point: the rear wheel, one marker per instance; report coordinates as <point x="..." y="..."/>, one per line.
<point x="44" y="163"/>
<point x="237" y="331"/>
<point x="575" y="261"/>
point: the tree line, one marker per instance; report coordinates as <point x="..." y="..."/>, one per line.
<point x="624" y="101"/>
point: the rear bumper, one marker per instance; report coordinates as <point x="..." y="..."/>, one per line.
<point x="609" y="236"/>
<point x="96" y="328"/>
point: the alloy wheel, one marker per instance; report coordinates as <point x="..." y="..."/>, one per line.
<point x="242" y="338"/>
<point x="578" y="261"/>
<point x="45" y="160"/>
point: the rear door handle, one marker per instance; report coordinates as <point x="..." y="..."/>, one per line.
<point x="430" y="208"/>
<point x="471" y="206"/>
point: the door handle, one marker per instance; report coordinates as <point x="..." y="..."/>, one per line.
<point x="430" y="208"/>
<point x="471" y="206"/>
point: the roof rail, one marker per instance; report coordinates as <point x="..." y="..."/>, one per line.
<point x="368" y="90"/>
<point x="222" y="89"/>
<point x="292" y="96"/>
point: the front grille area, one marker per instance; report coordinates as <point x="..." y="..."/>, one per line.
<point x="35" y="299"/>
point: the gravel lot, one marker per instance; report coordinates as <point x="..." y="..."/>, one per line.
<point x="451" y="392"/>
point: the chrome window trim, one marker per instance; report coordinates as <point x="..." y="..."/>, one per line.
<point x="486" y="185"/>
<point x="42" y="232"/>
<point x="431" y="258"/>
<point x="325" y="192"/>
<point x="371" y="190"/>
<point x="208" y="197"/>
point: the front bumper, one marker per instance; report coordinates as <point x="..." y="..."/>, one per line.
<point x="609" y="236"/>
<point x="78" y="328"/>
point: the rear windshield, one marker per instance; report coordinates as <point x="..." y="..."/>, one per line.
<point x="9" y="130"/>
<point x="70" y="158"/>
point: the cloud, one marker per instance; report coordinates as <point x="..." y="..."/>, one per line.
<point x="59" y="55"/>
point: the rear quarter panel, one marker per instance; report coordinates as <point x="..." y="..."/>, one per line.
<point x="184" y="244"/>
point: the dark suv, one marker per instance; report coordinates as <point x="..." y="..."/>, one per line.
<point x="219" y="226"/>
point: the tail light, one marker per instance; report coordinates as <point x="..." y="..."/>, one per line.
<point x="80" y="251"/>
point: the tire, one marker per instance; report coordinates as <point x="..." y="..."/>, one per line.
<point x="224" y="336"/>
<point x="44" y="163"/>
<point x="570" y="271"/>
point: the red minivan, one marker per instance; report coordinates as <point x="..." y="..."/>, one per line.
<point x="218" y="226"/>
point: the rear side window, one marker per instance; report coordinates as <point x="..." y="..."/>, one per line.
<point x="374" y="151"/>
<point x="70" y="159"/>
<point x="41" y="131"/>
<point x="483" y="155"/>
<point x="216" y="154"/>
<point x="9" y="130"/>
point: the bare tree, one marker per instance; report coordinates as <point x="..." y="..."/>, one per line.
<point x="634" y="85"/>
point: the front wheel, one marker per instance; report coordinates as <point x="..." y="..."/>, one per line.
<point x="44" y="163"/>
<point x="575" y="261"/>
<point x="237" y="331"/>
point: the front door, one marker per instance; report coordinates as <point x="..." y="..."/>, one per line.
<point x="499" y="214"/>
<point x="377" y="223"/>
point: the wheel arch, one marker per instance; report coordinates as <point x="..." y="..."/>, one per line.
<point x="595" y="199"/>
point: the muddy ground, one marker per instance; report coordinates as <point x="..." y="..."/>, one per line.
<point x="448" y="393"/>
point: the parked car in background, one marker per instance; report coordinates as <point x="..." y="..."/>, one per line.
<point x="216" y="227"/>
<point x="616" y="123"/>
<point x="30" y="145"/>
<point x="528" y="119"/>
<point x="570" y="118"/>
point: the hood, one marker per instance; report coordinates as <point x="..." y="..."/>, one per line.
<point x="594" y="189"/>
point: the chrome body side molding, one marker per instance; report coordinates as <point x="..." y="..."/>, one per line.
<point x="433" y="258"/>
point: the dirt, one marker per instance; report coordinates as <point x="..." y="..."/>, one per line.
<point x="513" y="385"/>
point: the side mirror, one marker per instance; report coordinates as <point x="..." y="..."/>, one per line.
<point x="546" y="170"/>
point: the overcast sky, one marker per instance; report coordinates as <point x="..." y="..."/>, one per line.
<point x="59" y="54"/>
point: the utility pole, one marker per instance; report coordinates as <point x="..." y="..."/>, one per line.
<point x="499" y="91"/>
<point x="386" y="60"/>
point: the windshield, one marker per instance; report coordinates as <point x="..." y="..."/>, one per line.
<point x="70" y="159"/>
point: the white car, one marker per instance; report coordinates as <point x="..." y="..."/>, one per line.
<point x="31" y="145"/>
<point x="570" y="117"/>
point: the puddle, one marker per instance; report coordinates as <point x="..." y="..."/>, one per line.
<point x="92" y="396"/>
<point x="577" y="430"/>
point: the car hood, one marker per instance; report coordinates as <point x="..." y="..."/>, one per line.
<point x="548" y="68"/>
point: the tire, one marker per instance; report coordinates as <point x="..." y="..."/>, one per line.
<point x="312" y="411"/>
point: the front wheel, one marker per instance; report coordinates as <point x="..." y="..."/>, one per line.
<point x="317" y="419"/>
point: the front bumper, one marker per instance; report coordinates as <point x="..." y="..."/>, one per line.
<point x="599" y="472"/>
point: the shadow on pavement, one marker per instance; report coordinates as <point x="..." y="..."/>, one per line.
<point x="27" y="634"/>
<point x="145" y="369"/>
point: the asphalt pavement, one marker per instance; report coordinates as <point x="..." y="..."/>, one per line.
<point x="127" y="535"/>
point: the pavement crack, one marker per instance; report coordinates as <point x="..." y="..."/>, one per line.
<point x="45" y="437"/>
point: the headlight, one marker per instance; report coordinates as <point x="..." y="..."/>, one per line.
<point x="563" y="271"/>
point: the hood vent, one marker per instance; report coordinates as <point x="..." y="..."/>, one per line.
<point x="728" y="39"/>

Assigned task: Using the listing above, write every line out again exactly.

Answer for this exercise:
point: the rear wheel, one marker per instance; report coordinates as <point x="..." y="..."/>, one per line.
<point x="44" y="163"/>
<point x="237" y="331"/>
<point x="575" y="261"/>
point: the tree line, one marker per instance; report coordinates as <point x="..." y="..."/>, one per line.
<point x="624" y="101"/>
point: the rear bumper, one marker per instance; report coordinates as <point x="..." y="..."/>, one per line.
<point x="609" y="236"/>
<point x="96" y="328"/>
point: the alloy wheel, one marker per instance; report coordinates as <point x="..." y="..."/>, one per line.
<point x="242" y="338"/>
<point x="578" y="261"/>
<point x="45" y="160"/>
point: the rear door handle, one marker per instance; report coordinates as <point x="..." y="..."/>, one per line.
<point x="430" y="208"/>
<point x="471" y="206"/>
point: the door handle, one marker per instance; report coordinates as <point x="..." y="..."/>, one per line.
<point x="430" y="208"/>
<point x="471" y="206"/>
point: the roof rail, one marker per instance; report coordinates as <point x="..." y="..."/>, one per line.
<point x="368" y="90"/>
<point x="222" y="89"/>
<point x="292" y="96"/>
point: the front grille area, one marker per instance; report coordinates as <point x="..." y="..."/>, one per line.
<point x="35" y="299"/>
point: the gravel lot, one marker per instance; report coordinates as <point x="..." y="..."/>, one per line.
<point x="451" y="392"/>
point: the chrome window trim, one marker per instance; report coordinates as <point x="..." y="..."/>, one per line.
<point x="486" y="185"/>
<point x="42" y="232"/>
<point x="431" y="258"/>
<point x="325" y="192"/>
<point x="371" y="190"/>
<point x="208" y="197"/>
point: the front bumper, one marker per instance; report coordinates as <point x="..." y="..."/>, one per line.
<point x="609" y="236"/>
<point x="78" y="328"/>
point: the rear windshield, one marker per instance; report coordinates as <point x="..." y="..."/>, one per line.
<point x="9" y="130"/>
<point x="70" y="158"/>
point: the cloud, one marker per instance; report coordinates as <point x="..." y="..."/>, one per line.
<point x="59" y="55"/>
point: the rear quarter panel, one marker per instance; report coordinates as <point x="..." y="..."/>, one per line.
<point x="184" y="244"/>
point: the dark suv, one marker per instance; report coordinates as <point x="..." y="..."/>, one per line.
<point x="219" y="226"/>
point: the tail light, one marker per instance; report coordinates as <point x="..." y="..."/>, one per line.
<point x="80" y="251"/>
point: the tire, one marker per instance; report coordinates as <point x="..." y="..."/>, one per line.
<point x="224" y="336"/>
<point x="44" y="163"/>
<point x="570" y="271"/>
point: the red minivan, one marker per instance; report coordinates as <point x="..." y="..."/>, one per line.
<point x="218" y="226"/>
point: the rear side window, one marker per instance; report coordinates as <point x="..." y="..."/>, one per line.
<point x="374" y="151"/>
<point x="70" y="159"/>
<point x="41" y="131"/>
<point x="483" y="155"/>
<point x="216" y="154"/>
<point x="9" y="130"/>
point: the bare tree, one marker per instance; report coordinates as <point x="..." y="..."/>, one per line.
<point x="634" y="85"/>
point: the front wheel, one marker per instance; report coordinates as <point x="..." y="..."/>, one per line.
<point x="44" y="163"/>
<point x="575" y="261"/>
<point x="237" y="331"/>
point: the front door, one marker per instance; report coordinates as <point x="..." y="..."/>, one per line.
<point x="499" y="214"/>
<point x="377" y="223"/>
point: the wheel arch, one marker per instance; report coordinates as <point x="..." y="..."/>, one per line.
<point x="595" y="199"/>
point: the muddy ground, one marker per instance; report coordinates as <point x="..." y="..."/>, one per line.
<point x="448" y="393"/>
point: the parked car in background, one marker per instance; report coordinates as <point x="..." y="..."/>, one per line.
<point x="216" y="227"/>
<point x="616" y="123"/>
<point x="30" y="145"/>
<point x="528" y="119"/>
<point x="570" y="118"/>
point: the hood, one marker per instance; report coordinates as <point x="..." y="..."/>, one per line.
<point x="594" y="189"/>
point: the chrome body side molding, one marker per instance; report coordinates as <point x="..." y="..."/>, one per line.
<point x="433" y="258"/>
point: the dirt, one marker per instance; report coordinates as <point x="..." y="..."/>, one per line.
<point x="513" y="385"/>
point: the side mirror, one marker per instance; report coordinates as <point x="..." y="..."/>, one per line.
<point x="546" y="170"/>
point: the overcast sky, one marker per instance; report coordinates as <point x="..." y="..."/>, one per line.
<point x="59" y="54"/>
point: the utility pole, one marker per instance; report coordinates as <point x="..." y="..."/>, one per line.
<point x="499" y="91"/>
<point x="386" y="60"/>
point: the windshield, one marker per instance; report coordinates as <point x="..." y="..."/>, one per line.
<point x="70" y="159"/>
point: the white car, one marker per instance; report coordinates as <point x="..." y="..."/>, one per line.
<point x="31" y="145"/>
<point x="570" y="117"/>
point: the puddle, one marker per instance; report coordinates as <point x="..." y="..."/>, one per line.
<point x="92" y="396"/>
<point x="577" y="430"/>
point: the car hood, one marker per instance; report coordinates as <point x="..." y="..."/>, one per line.
<point x="548" y="68"/>
point: the tire, one marker per instance; report coordinates as <point x="..." y="..."/>, one per line.
<point x="312" y="411"/>
point: the front wheel, one marker per instance; report coordinates as <point x="..." y="..."/>, one per line.
<point x="317" y="419"/>
point: the front bumper, one marker per instance; report coordinates as <point x="..." y="..."/>, one per line.
<point x="599" y="472"/>
point: the shadow on pavement, one marker per instance; report coordinates as <point x="..." y="..."/>, one per line.
<point x="27" y="634"/>
<point x="145" y="369"/>
point: the asphalt pavement, one marker per instance; report coordinates as <point x="..." y="..."/>, one per line.
<point x="127" y="535"/>
point: the pavement crack, one marker per instance; report coordinates as <point x="..." y="..."/>, one per line.
<point x="45" y="437"/>
point: the headlight, one marker per instance; report coordinates as <point x="..." y="..."/>, one per line.
<point x="563" y="271"/>
point: the hood vent, one marker per instance; report coordinates as <point x="..." y="..."/>, one per line.
<point x="728" y="39"/>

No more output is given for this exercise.